# What you have to do:
Pick up the review of the film Dogman after its final sentence and keep writing it.

Loosely based on a real-life incident, Dogman is an intimate character drama telling the story of an inherently good man who pays the price for attempting to foster a friendship with an irredeemable and sociopathic brute. Directed and co-written by Matteo Garrone, the film operates on the level of both social realism and as a kind of modern-day Aesop's fable. Postulating the somewhat nihilistic view that, when pushed to extremes and backed into a corner, man is no different than a dog, the film returns Garrone to the mob-infused milieu of his breakout, Gomorra (2008). However, the two are markedly different films - whereas Gomorra weaved five separate stories into a complex narrative tapestry, Dogman focuses tightly on one simple core story; whereas Gomorra told the story of a widely-influential and powerful organised criminal enterprise, Dogman tells the story of a localised and utterly ridiculous criminal mentality; whereas Gomorra depicted mob figures both powerful and insignificant, Dogman depicts people not even on the lowest rungs of the ladder. However, there are also undeniable similarities between the films. Both emphasise the importance of omertà, and both explore some of the less glamourous aspects of gangsterism - the casual and often pointless brutality, the illogical sycophancy, the centrality of pusillanimity, the power granted to dealers by addiction, the nature of poverty and/or ignorance, the abdication of immediate self-interest in deference to potential long-term accruement. Essentially, if Gomorra showed us how the Camorra is run, Dogman shows us the squalor and sordidness at street level.

# Available data:
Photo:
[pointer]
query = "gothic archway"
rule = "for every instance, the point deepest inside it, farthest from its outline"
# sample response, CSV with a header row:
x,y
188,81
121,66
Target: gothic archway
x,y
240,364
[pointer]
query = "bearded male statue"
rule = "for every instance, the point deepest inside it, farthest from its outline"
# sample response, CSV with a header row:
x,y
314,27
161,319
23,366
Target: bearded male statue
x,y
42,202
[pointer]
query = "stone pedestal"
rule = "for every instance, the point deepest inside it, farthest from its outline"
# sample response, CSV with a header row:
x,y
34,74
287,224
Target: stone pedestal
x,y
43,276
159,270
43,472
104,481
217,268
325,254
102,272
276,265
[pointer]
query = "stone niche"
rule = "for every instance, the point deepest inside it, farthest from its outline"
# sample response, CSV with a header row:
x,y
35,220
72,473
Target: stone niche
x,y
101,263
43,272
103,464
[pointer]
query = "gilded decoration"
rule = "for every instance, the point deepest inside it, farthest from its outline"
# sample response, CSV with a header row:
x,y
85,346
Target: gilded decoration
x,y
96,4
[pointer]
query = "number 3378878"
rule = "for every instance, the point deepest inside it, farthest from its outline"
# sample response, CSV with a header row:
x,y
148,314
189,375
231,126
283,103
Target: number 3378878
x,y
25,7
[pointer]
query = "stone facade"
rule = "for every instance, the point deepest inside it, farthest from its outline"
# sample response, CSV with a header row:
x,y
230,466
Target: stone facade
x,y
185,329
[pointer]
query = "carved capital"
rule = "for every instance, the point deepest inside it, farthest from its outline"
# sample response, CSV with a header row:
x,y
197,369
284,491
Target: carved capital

# Answer space:
Diminutive and inoffensive, Marcello (Marcello Fonte), owns a small dog-grooming business in a run-down Neapolitan sea-side suburb. Separated from his wife, Marcello is devoted to his daughter, Alida (Alida Baldari Calabria). However, to pay for the expensive holidays on which he takes Alida, he sells cocaine on the side, his best customer for which is the hulking Simoncino (a ferocious performance from Edoardo Pesce). An unpredictable and volatile ex-boxer who everyone in town fears, although Simoncino treats Marcello with utter contempt, Marcello wants to foster a real friendship. However, when Simoncino decides to rob the gold-for-cash store next door to Marcello's business by busting a hole through Marcello's wall, Marcello is immediately uncomfortable. Failing to talk Simoncino out of the robbery, Marcello eventually decides he's had enough of being pushed around.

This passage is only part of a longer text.